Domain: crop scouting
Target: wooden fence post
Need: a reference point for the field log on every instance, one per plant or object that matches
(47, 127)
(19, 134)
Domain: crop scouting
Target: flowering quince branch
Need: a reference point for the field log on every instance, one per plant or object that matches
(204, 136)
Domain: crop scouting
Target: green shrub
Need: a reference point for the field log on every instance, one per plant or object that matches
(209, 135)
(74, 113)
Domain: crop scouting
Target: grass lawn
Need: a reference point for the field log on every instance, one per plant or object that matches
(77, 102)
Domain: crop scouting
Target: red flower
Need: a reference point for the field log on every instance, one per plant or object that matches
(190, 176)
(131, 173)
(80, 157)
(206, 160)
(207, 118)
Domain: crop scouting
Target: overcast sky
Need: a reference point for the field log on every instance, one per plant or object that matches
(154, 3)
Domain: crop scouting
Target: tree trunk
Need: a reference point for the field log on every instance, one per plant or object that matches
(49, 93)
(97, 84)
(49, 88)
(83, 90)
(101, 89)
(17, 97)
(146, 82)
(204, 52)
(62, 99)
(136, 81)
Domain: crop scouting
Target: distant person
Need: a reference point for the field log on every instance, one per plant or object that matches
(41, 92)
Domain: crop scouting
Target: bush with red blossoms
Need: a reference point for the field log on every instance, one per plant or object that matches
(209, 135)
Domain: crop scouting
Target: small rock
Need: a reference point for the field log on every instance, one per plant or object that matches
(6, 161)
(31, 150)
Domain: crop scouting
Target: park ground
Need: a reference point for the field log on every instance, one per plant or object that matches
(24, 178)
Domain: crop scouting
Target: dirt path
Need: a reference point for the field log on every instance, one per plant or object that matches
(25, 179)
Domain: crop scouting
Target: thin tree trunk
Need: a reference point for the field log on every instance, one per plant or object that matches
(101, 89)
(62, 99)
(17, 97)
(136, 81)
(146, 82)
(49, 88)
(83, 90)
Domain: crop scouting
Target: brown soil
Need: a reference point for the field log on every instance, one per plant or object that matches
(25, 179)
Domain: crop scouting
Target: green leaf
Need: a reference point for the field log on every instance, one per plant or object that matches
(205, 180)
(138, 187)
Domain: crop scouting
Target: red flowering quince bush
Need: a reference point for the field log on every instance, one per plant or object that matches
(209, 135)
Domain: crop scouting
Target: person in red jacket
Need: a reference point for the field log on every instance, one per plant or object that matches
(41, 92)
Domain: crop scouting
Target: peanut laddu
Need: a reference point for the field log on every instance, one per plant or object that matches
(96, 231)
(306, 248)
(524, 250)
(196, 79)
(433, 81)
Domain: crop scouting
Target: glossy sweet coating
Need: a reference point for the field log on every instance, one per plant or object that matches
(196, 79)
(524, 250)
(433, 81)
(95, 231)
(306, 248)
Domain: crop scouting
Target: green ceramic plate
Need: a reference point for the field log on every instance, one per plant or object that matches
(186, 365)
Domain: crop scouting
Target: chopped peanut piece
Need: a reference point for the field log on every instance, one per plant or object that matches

□ □ □ □ □

Report all lines in the records that include the string "peanut".

## [TASK ANSWER]
Target: peanut laddu
Target: chopped peanut piece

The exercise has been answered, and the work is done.